Friday, July 18, 2014

One Of These Things

Matthew 13:24-30, 36-43

One of the songs from my childhood which refuses to leave me is "One Of These Things Is Not Like The Other." You know, the one from Sesame Street from a while ago. Back when it was okay for Cookie Monster to gobble an unlimited amount of cookies. Here's a link if you need to hear the song.

The song is meant to teach children to recognize patterns. A football, baseball, and soccer ball are not in the same pattern as a television. However, the song doesn't discriminate against the television, it only helps the child recognize it isn't a part of the pattern.

The same can be said with people. Today's passage introduces us to the idea that bad things are always mixed in with the good things, and in time we'll be able to recognize the bad things and hopefully get rid of them. The bad things aren't part of the pattern of living a good life nor helping others live one.

It isn't easy to recognize the patters. About a year ago there was a game everyone had on their smartphones. The game, at least in my opinion, is based on the Sesame Street song and challenges the player to pick the theme, or pattern, the four pictures are trying to represent. The first 20 or so groupings aren't too difficult, but the game quickly begins to make your brain go into overdrive.


Just like the game, sometimes the themes we try to live by in our lives aren't so easy to pick out. Let's take this ethical question I once had posed to me. There is a village in the Conga which was recently discovered. The people in this village have been living in their ways and with their beliefs for 10,000 years. One of their practices was that if a child was born with deformities they would take it to a cliff overlooking a river and throw the child into that river so as not to invite evil into their lives. Is this wrong?

Saved entries
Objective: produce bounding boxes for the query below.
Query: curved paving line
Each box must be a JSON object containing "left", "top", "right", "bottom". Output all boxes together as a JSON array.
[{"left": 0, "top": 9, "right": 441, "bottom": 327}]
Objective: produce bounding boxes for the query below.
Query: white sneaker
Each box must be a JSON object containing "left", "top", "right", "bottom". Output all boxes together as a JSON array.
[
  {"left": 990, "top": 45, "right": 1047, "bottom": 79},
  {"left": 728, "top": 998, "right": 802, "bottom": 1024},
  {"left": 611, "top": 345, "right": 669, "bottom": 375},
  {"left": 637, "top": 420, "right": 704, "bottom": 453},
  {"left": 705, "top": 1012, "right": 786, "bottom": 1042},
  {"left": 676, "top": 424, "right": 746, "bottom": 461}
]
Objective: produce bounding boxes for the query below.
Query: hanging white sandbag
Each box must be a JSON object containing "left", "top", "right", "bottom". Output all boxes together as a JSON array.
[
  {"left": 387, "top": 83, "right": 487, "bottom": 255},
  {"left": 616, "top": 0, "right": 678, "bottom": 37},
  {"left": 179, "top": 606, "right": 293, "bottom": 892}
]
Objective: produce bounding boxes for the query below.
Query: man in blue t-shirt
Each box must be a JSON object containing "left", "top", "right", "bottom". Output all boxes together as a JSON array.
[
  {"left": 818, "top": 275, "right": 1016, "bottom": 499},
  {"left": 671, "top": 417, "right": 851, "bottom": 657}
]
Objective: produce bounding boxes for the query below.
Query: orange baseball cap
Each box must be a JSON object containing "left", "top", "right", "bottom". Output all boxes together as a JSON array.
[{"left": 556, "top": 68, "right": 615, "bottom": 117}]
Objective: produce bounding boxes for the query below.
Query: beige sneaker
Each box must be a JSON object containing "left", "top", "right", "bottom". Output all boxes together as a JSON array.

Problem to work on — Carry on the reflection on Matthew 13 and the Sesame Street song, starting right after its final sentence.

Solved exercise —
Of course, coming from a western-influenced set of beliefs, I said yes. One of my classmates, an indigenous woman, said no. I argued that what this village was doing is murder. She argued that what this village did was how they kept evil away. I argued that they need to be educated that a child with deformities doesn't "bring" evil. She argued that to this village, there was no other truth except that allowing the child to grow up in their village would be nothing less than destruction for their people.

Who is right, who is wrong?

After sides began to formulate among the other classmates and the debate began heating up, the professor asked us to focus on a new question: Who is ultimately responsible for making the decision?

The point our professor was trying to make is that when others try to immediately introduce their own beliefs into someone else's world-view, we are no better than what that class was becoming - people who choose sides and proclaim their way was the right way. Instead, if we learn the reasons why the people in their village did things in their way, try to understand them instead of change them, and if we slowly introduce our beliefs and modern medical discoveries (emphasis on slowly), then maybe, just maybe, together everyone could come to an understanding of what is best for that village.

It takes time to gain that kind of understanding, and in doing so the weeds have to grow with the wheat. Then, when the harvest is ready, the choice of what doesn't belong in the pattern will be made.